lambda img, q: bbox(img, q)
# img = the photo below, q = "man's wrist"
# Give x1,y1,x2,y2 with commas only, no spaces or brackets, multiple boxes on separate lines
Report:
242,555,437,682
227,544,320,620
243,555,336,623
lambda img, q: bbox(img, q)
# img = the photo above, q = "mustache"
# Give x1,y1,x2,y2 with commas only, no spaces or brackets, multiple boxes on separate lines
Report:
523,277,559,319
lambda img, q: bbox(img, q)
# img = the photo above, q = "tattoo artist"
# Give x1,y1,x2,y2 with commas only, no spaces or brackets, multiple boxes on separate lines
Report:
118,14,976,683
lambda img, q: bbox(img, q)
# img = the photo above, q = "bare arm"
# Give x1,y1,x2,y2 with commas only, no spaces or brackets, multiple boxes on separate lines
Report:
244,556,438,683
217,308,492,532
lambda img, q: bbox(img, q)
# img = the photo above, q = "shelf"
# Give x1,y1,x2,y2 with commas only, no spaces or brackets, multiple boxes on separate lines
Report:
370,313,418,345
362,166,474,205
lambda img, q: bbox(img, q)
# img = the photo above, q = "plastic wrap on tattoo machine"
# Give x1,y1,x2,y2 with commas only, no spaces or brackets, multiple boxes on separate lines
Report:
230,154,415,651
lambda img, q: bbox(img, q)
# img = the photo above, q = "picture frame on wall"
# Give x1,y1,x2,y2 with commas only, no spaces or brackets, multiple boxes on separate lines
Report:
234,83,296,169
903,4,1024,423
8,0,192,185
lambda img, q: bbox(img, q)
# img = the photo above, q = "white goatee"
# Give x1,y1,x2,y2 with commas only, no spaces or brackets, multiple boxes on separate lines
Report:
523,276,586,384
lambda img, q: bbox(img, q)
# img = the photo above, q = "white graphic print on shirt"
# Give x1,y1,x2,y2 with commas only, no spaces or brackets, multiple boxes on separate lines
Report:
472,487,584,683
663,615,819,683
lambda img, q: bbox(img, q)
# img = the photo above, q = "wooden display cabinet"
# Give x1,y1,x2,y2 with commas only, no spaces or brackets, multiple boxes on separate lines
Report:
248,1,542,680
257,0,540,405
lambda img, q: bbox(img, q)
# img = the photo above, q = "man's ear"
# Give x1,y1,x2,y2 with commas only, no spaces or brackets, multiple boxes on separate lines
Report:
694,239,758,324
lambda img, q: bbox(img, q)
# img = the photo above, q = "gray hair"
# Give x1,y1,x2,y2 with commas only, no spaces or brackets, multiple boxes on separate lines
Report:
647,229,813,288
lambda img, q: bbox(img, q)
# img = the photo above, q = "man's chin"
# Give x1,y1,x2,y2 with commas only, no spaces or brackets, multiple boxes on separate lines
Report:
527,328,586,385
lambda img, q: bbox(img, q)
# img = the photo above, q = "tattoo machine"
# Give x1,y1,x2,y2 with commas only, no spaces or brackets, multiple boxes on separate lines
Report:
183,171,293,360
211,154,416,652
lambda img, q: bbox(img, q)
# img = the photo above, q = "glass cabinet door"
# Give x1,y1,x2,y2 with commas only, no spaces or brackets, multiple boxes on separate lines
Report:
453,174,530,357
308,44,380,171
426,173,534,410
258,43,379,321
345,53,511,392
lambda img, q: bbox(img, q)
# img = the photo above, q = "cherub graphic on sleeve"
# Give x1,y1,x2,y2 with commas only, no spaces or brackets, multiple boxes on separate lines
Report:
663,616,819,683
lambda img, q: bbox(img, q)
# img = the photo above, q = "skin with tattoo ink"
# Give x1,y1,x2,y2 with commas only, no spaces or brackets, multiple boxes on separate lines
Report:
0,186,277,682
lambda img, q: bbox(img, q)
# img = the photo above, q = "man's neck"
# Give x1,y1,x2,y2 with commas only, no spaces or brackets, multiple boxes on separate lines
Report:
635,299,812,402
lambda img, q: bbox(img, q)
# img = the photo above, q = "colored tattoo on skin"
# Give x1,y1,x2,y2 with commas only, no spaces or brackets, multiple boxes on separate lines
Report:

# TASK INSTRUCTIONS:
Write an exact transcription of every entry above.

# WRITTEN SOLUTION:
lambda img, q: bbox(img, q)
# img = the photo below, q = "man's wrist"
# Give x1,y1,x2,y2 with commas only, no spaces or brackets, multiple boxes on separate lines
Report:
242,555,437,682
227,544,320,620
243,555,336,623
lambda img, q: bbox(img, q)
# img = the photo above, q = "mustache"
# Give x1,y1,x2,y2 with commas only, no spaces or brackets, multiple boxes on separate lines
Report:
523,277,559,319
lambda img, q: bbox(img, q)
# img = the photo above, q = "tattoo artist"
# Give x1,y1,x2,y2 with commas only, no spaces or brackets, multiple boxes on separate lines
Report:
118,14,976,683
lambda img, q: bbox(img, q)
# img = the photo above, q = "bare arm"
# Give x1,y1,x2,y2 with commas only, no spaces or brackets, multiple boxes on separate lines
Report:
244,556,438,683
217,308,492,532
lambda img, q: bbox(img, q)
# img = the photo above, q = "shelf"
# Give x1,y1,x2,y2 with commas only, no spaces or brackets, multiple boxes on separate lines
Report:
370,313,418,345
362,166,474,205
lambda img, q: bbox(img, q)
# img = the photo above, q = "plastic wrap on tattoo machine"
# Give x1,y1,x2,y2 with commas only, no spaces or brackets, multiple boxes on separate lines
Report:
230,154,415,651
lambda img, q: bbox(img, q)
# img = the photo above, q = "picture frame on wall"
# Give x1,y1,x2,y2 with commas only, no spaces or brackets, multiple boxes on separate lines
Report:
234,83,296,169
903,4,1024,423
8,0,192,185
lambda img, q: bbox(img, q)
# img = the photo above, q = "white goatee"
# Give x1,y1,x2,y2 with commas only, no spaces or brackets, multiple boxes on separate lines
Report:
523,276,586,384
lambda img, q: bbox(img, q)
# img = the photo above, q = "white graphic print on shirt"
# Give x1,y1,x2,y2 with commas only, no spaces or brackets, multiple boxes on separate lines
Report:
472,487,584,683
663,615,819,683
lambda img, q: bbox(img, q)
# img = the photo above, q = "wooden display cabinet"
# Give x1,y1,x2,y2 with commas only, no spaces or brackets, multiple boxes on separate lines
Report:
248,1,542,680
257,0,540,405
lambda img, q: bbox(img, q)
# img = the photo above, q = "man's ear"
# Give x1,y1,x2,y2 with commas only, no spaces or brackets, multiple boxes on separate lines
Report:
694,239,758,324
lambda img, q: bbox(img, q)
# img = the photo above, q = "gray hair"
# Give x1,y1,x2,y2 with commas only, no spaces or brackets, multiple boxes on separate lines
Report:
647,229,813,288
lambda img, q: bbox(img, q)
# img = the photo above, q = "man's chin"
# Give x1,y1,x2,y2 with commas only, no spaces or brackets, multiple boxes on separate lines
Report:
527,328,586,385
lambda img, q: bbox(img, q)
# img = the photo above, q = "tattoo machine"
# Give x1,y1,x2,y2 with commas only, no spaces or brackets, multiple boxes on separate lines
Report:
183,171,293,360
211,154,416,652
lambda img, q: bbox(img, q)
# img = the photo above, q = "glass cabinet door"
# Give x1,y1,x2,y2 with commas only, no spaces or brackets, multiple boxes on separate lines
Report:
453,174,530,357
308,44,380,171
426,173,534,410
258,43,379,321
345,53,511,392
lambda img, q: bbox(img, q)
# img = the photo above, q = "cherub graphic on sleeve"
# Give x1,y1,x2,y2 with commas only, no spaces or brackets, multiple boxes on separate lines
Report:
663,616,819,683
lambda img, q: bbox(img, q)
# img = the photo above, q = "skin with tattoo ink"
# Give x1,y1,x2,y2 with commas only, no spaces or brackets, multiple boxes on separate lines
Report:
0,186,277,682
lambda img, q: bbox(img, q)
# img = the photo above, q = "man's neck"
# Give x1,y1,x2,y2 with commas only, no spaces or brackets, multiple boxes on separate lines
Report:
635,299,812,402
lambda img, q: bbox(img, q)
# img = the photo above, q = "colored tattoo on skin"
# Give x1,y1,x2,y2 with commas only, no spaces or brackets, multiple boxes on separate lines
Report:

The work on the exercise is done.